[Data for review — start]

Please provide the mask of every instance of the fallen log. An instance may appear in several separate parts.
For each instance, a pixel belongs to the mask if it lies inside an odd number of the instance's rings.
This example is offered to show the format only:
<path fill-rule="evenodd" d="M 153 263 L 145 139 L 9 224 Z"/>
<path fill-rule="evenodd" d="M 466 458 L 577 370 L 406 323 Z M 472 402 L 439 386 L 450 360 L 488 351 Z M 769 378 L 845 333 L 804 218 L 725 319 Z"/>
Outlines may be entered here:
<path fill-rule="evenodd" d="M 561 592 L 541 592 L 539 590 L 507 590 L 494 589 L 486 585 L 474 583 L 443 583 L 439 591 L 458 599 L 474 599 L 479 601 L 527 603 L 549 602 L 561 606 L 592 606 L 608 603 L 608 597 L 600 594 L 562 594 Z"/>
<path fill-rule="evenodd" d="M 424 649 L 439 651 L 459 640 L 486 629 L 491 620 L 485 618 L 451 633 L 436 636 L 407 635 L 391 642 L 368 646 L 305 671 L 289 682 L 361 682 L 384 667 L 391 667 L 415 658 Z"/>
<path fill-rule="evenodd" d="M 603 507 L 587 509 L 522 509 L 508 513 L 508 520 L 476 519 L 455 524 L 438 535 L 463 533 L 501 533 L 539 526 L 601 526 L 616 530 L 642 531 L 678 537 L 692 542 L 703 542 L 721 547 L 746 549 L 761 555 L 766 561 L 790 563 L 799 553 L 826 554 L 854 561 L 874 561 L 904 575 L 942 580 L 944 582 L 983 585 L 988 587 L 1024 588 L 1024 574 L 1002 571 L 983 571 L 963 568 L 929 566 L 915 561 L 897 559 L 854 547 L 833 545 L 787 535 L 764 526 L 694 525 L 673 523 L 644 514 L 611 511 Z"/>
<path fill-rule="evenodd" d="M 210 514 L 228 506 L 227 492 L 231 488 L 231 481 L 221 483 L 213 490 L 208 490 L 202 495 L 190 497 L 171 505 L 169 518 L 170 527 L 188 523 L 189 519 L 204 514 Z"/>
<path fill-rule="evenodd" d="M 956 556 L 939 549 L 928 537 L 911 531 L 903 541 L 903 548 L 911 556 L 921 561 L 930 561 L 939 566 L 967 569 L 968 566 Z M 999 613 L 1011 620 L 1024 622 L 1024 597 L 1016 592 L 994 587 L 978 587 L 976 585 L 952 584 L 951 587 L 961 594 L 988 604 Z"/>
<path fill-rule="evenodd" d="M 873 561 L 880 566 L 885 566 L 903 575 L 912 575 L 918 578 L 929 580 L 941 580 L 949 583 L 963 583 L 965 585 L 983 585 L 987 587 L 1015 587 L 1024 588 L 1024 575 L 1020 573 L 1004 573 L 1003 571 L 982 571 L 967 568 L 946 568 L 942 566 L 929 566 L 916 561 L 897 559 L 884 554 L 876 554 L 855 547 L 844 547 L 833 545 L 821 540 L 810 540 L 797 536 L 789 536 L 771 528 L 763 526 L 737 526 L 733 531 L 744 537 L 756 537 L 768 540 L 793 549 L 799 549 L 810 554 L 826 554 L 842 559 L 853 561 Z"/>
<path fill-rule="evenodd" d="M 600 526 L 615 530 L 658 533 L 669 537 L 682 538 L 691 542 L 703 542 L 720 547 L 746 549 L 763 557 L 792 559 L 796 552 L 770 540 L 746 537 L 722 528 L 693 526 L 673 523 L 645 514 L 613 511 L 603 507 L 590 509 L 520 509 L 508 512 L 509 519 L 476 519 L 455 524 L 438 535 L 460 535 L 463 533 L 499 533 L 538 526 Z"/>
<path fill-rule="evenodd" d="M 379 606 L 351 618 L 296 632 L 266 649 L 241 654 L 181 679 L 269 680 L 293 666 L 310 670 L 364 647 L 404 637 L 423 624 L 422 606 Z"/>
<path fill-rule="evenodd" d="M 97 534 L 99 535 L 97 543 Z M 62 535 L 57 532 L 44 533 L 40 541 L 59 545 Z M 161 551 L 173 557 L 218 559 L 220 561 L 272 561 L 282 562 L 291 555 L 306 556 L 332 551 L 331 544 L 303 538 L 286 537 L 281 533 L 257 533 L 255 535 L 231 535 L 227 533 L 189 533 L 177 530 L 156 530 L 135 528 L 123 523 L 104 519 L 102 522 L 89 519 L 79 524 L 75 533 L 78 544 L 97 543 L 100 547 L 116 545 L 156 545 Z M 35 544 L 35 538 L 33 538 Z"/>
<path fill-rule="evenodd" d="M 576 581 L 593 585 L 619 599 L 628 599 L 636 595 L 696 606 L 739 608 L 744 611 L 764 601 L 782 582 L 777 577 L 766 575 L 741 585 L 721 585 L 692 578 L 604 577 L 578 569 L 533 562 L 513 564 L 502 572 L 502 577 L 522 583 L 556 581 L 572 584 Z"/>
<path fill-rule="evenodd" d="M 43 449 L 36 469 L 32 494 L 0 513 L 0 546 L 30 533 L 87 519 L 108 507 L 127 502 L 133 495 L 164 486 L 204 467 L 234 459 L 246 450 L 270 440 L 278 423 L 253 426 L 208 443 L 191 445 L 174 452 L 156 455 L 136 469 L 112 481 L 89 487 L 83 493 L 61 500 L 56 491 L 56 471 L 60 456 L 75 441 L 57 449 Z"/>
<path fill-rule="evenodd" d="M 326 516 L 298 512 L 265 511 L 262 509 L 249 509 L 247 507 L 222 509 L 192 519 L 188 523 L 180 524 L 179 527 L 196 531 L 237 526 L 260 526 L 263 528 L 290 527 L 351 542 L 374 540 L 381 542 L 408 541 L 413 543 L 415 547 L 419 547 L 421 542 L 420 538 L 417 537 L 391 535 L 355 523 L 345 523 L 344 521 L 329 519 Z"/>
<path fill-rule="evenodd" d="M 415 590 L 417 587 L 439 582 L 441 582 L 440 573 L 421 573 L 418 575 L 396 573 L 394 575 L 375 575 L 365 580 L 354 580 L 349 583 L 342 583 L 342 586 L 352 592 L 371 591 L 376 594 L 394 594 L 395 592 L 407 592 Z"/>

[Data for review — finish]

**Task to complete**
Exact reproduction is required: output the lines from the start of the entries above through the line with "466 458 L 577".

**Completed exercise**
Please provide the mask of every instance of the fallen log. An instance may appear in several separate parts.
For each instance, a pixel belongs to the mask if it lies inside an odd number of the instance's rings.
This example is offered to show the format only:
<path fill-rule="evenodd" d="M 153 263 L 145 139 L 9 224 Z"/>
<path fill-rule="evenodd" d="M 466 458 L 577 370 L 406 323 Z M 472 402 L 439 386 L 450 360 L 488 351 Z M 769 378 L 845 333 L 804 218 L 725 319 Z"/>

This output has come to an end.